ABOUT THIS TASK:
If a line in the listing below contains "water", return that line.

DATASET RECORDS:
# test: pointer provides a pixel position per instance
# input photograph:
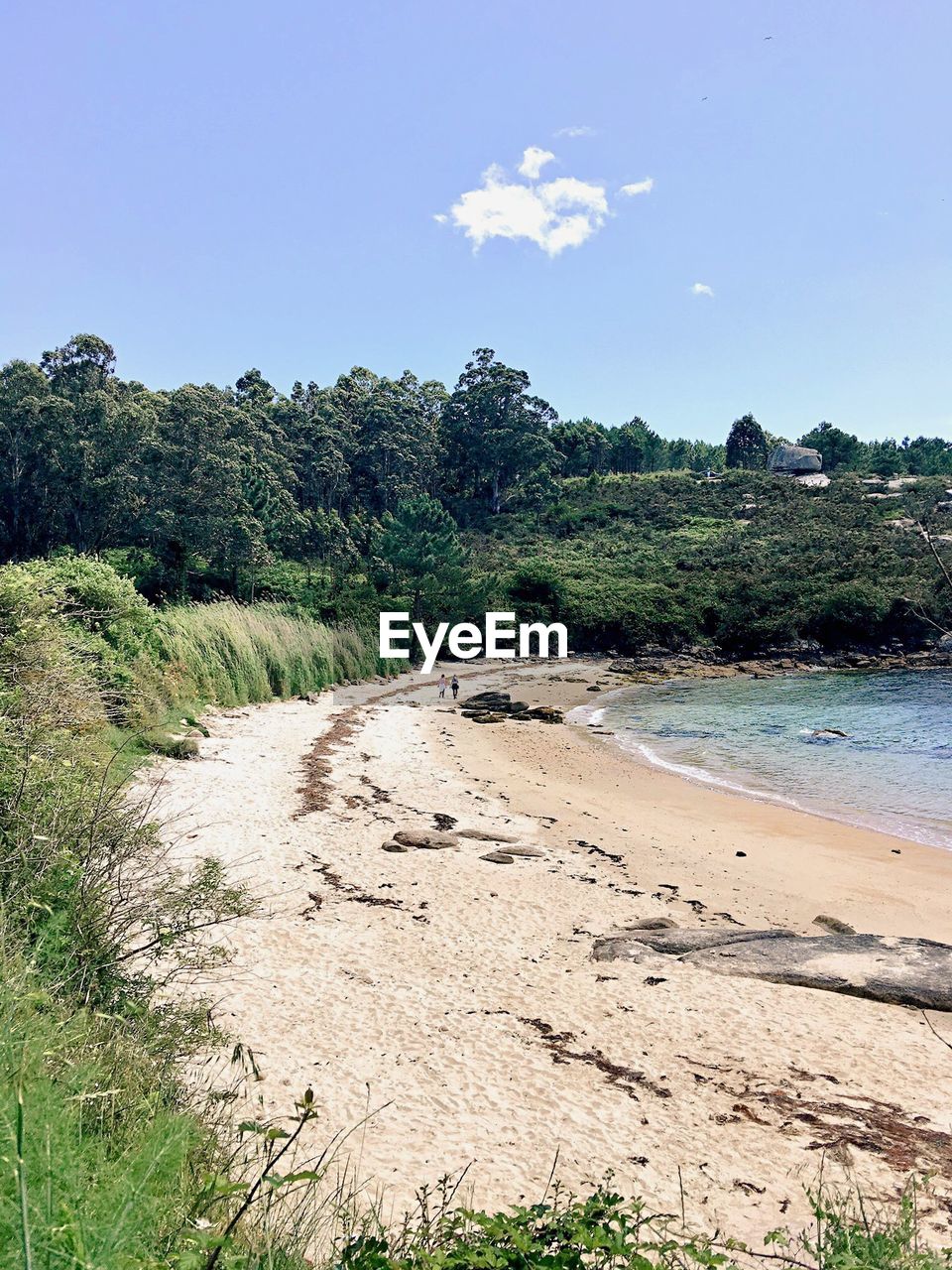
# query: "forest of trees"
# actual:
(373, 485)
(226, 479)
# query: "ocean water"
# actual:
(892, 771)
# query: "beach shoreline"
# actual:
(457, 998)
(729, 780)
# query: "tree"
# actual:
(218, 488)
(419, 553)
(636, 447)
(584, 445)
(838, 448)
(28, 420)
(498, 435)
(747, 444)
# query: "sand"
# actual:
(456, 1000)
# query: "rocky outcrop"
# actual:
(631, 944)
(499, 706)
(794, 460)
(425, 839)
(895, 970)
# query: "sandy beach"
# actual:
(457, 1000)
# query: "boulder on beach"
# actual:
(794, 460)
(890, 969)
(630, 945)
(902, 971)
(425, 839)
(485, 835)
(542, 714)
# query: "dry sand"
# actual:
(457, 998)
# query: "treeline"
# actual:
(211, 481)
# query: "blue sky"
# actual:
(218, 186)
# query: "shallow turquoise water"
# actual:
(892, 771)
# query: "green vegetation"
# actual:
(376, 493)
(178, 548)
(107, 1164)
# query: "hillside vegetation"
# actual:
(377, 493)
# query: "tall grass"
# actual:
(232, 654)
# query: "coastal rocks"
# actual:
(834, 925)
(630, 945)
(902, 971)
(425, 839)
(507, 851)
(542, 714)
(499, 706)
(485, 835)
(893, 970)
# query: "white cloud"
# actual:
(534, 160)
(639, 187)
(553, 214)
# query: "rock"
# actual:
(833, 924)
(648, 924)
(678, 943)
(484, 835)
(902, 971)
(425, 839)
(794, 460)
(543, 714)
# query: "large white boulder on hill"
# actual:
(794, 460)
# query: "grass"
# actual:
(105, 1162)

SOLUTION FOR THIS PROBLEM:
# query: "ocean water"
# query: "shallow turquoise water"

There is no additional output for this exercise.